── TEXT PROVIDED
Tax and other provisions of the Inflation Reduction Act

The Inflation Reduction Act includes provisions designed to address climate change, healthcare and corporate taxation. Within those measures are new provisions that may affect your tax bill and personal finances. They include the following:

Clean energy tax credits for homeowners

Tax credits are extended to 2032 incentivizing homeowners to add solar or wind power systems. Eligible homeowners could qualify for a 30% tax credit. After 2032, a 26% tax credit would apply until 2034. Tax incentives are also included for the purchase of energy-efficient water heaters, heat pumps and HVAC systems. Rebates for these items can add up to as much as $14,000. These rebates take effect immediately.

Rebates for electric vehicle purchases

Existing tax credits for the purchase of a new electric vehicle are extended through December 2032. The credit applies to any “clean” vehicle, including hydrogen fuel cell cars within price limits. To qualify, vehicles must be assembled in North America and be priced under $80,000 for trucks and SUVs and under $55,000 for all other types of cars.
────
── DATASET RECORDS
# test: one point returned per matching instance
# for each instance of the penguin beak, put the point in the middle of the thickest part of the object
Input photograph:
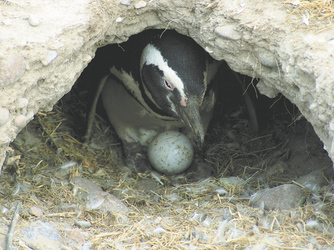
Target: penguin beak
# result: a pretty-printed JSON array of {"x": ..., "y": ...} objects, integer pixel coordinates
[{"x": 191, "y": 117}]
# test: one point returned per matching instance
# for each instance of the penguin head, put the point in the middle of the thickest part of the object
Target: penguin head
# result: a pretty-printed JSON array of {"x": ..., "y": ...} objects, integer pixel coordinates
[{"x": 173, "y": 72}]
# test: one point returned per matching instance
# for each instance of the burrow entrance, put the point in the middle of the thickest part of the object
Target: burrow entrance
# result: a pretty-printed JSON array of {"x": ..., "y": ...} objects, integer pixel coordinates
[{"x": 49, "y": 154}]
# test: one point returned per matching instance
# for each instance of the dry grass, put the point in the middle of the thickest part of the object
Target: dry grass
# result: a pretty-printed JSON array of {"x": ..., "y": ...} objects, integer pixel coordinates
[
  {"x": 313, "y": 11},
  {"x": 199, "y": 218}
]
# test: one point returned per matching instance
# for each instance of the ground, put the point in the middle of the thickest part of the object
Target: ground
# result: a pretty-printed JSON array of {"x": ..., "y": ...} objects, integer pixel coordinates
[
  {"x": 64, "y": 184},
  {"x": 272, "y": 188}
]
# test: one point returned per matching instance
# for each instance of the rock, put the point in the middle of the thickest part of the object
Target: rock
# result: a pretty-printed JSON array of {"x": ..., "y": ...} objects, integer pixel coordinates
[
  {"x": 20, "y": 121},
  {"x": 228, "y": 31},
  {"x": 4, "y": 116},
  {"x": 73, "y": 29},
  {"x": 83, "y": 187},
  {"x": 34, "y": 20},
  {"x": 313, "y": 181},
  {"x": 12, "y": 67},
  {"x": 282, "y": 197},
  {"x": 22, "y": 103},
  {"x": 41, "y": 235},
  {"x": 76, "y": 236},
  {"x": 106, "y": 202},
  {"x": 36, "y": 211},
  {"x": 140, "y": 5},
  {"x": 83, "y": 223},
  {"x": 50, "y": 57},
  {"x": 126, "y": 2}
]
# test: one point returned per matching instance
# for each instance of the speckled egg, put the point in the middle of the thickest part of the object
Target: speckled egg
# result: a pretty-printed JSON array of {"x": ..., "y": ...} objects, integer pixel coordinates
[{"x": 171, "y": 152}]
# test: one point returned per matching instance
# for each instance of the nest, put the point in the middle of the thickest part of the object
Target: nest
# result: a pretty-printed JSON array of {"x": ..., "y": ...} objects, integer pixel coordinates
[{"x": 181, "y": 213}]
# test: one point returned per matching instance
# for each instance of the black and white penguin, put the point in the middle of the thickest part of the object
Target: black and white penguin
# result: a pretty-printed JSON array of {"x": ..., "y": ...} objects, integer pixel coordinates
[{"x": 159, "y": 80}]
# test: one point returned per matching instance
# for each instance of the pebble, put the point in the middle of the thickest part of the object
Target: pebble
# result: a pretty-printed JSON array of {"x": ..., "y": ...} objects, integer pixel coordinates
[
  {"x": 34, "y": 21},
  {"x": 228, "y": 31},
  {"x": 76, "y": 236},
  {"x": 126, "y": 2},
  {"x": 4, "y": 116},
  {"x": 283, "y": 197},
  {"x": 267, "y": 58},
  {"x": 50, "y": 57},
  {"x": 159, "y": 230},
  {"x": 42, "y": 234},
  {"x": 36, "y": 211},
  {"x": 83, "y": 223},
  {"x": 7, "y": 22},
  {"x": 119, "y": 20},
  {"x": 20, "y": 121},
  {"x": 12, "y": 67},
  {"x": 22, "y": 103},
  {"x": 314, "y": 181},
  {"x": 264, "y": 89},
  {"x": 140, "y": 5}
]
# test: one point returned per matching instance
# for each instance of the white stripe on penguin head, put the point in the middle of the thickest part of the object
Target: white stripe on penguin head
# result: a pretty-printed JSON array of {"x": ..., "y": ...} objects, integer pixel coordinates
[{"x": 151, "y": 55}]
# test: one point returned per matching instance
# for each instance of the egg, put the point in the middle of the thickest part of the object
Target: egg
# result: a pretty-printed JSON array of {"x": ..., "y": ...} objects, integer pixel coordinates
[{"x": 170, "y": 152}]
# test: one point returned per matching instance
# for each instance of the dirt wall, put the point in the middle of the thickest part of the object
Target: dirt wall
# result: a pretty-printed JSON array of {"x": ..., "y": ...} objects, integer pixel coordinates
[{"x": 45, "y": 45}]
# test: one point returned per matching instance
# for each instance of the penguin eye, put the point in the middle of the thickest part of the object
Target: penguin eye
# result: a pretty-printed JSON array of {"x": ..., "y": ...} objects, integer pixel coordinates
[{"x": 168, "y": 85}]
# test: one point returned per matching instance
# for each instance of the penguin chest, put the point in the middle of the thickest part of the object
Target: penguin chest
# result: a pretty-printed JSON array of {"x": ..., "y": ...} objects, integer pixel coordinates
[{"x": 132, "y": 122}]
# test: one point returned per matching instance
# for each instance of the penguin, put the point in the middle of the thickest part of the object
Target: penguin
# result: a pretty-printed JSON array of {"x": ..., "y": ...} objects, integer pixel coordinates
[{"x": 159, "y": 80}]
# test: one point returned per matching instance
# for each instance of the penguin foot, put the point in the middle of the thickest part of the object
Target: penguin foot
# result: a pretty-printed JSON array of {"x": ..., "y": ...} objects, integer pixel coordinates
[
  {"x": 136, "y": 157},
  {"x": 200, "y": 169}
]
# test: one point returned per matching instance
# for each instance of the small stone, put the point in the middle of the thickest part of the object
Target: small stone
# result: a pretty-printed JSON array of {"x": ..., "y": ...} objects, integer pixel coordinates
[
  {"x": 34, "y": 21},
  {"x": 36, "y": 211},
  {"x": 4, "y": 116},
  {"x": 76, "y": 236},
  {"x": 159, "y": 230},
  {"x": 20, "y": 121},
  {"x": 228, "y": 31},
  {"x": 140, "y": 5},
  {"x": 88, "y": 58},
  {"x": 50, "y": 57},
  {"x": 48, "y": 237},
  {"x": 7, "y": 22},
  {"x": 22, "y": 103},
  {"x": 283, "y": 197},
  {"x": 126, "y": 2},
  {"x": 12, "y": 67},
  {"x": 313, "y": 181},
  {"x": 267, "y": 58},
  {"x": 83, "y": 223},
  {"x": 265, "y": 89},
  {"x": 119, "y": 20}
]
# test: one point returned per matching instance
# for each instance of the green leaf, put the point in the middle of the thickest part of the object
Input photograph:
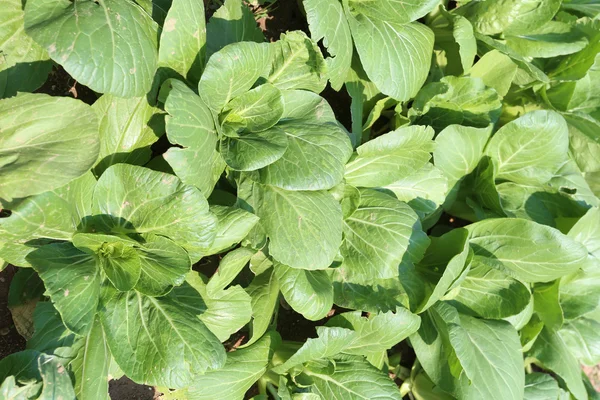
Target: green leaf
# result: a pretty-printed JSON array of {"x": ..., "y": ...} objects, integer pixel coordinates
[
  {"x": 551, "y": 40},
  {"x": 400, "y": 11},
  {"x": 126, "y": 35},
  {"x": 161, "y": 343},
  {"x": 241, "y": 370},
  {"x": 454, "y": 35},
  {"x": 579, "y": 291},
  {"x": 491, "y": 294},
  {"x": 233, "y": 226},
  {"x": 469, "y": 357},
  {"x": 424, "y": 191},
  {"x": 44, "y": 218},
  {"x": 35, "y": 125},
  {"x": 56, "y": 379},
  {"x": 256, "y": 110},
  {"x": 390, "y": 157},
  {"x": 233, "y": 71},
  {"x": 117, "y": 256},
  {"x": 229, "y": 267},
  {"x": 231, "y": 23},
  {"x": 314, "y": 158},
  {"x": 440, "y": 270},
  {"x": 456, "y": 100},
  {"x": 496, "y": 70},
  {"x": 138, "y": 200},
  {"x": 305, "y": 231},
  {"x": 225, "y": 311},
  {"x": 512, "y": 17},
  {"x": 128, "y": 127},
  {"x": 539, "y": 386},
  {"x": 327, "y": 22},
  {"x": 183, "y": 39},
  {"x": 264, "y": 291},
  {"x": 190, "y": 125},
  {"x": 310, "y": 293},
  {"x": 547, "y": 304},
  {"x": 489, "y": 44},
  {"x": 458, "y": 151},
  {"x": 582, "y": 337},
  {"x": 90, "y": 366},
  {"x": 383, "y": 47},
  {"x": 254, "y": 150},
  {"x": 51, "y": 336},
  {"x": 552, "y": 353},
  {"x": 353, "y": 380},
  {"x": 378, "y": 236},
  {"x": 524, "y": 249},
  {"x": 72, "y": 280},
  {"x": 164, "y": 264},
  {"x": 378, "y": 332},
  {"x": 298, "y": 63},
  {"x": 24, "y": 63},
  {"x": 531, "y": 148},
  {"x": 587, "y": 231}
]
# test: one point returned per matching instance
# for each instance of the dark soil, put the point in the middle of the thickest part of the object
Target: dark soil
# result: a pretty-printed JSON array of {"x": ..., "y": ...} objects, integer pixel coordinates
[
  {"x": 60, "y": 83},
  {"x": 10, "y": 340},
  {"x": 126, "y": 389}
]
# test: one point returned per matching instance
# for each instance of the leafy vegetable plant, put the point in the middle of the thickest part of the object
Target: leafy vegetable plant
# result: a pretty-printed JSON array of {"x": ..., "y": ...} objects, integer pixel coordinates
[{"x": 206, "y": 225}]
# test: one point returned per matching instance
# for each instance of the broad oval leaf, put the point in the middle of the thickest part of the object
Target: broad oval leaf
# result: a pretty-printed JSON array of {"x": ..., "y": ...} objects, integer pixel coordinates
[
  {"x": 256, "y": 110},
  {"x": 327, "y": 21},
  {"x": 304, "y": 228},
  {"x": 232, "y": 71},
  {"x": 72, "y": 279},
  {"x": 400, "y": 11},
  {"x": 254, "y": 150},
  {"x": 36, "y": 125},
  {"x": 524, "y": 249},
  {"x": 133, "y": 199},
  {"x": 314, "y": 158},
  {"x": 384, "y": 48},
  {"x": 297, "y": 63},
  {"x": 390, "y": 157},
  {"x": 155, "y": 341},
  {"x": 530, "y": 149},
  {"x": 126, "y": 35},
  {"x": 25, "y": 65},
  {"x": 190, "y": 124},
  {"x": 128, "y": 127},
  {"x": 183, "y": 39},
  {"x": 378, "y": 236},
  {"x": 310, "y": 293}
]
────
**PROBLEM DESCRIPTION**
List every percentage and dollar amount that the text on the Inflation Reduction Act mentions.

**OUTPUT OF THE TASK**
30%, 26%, $14,000, $80,000, $55,000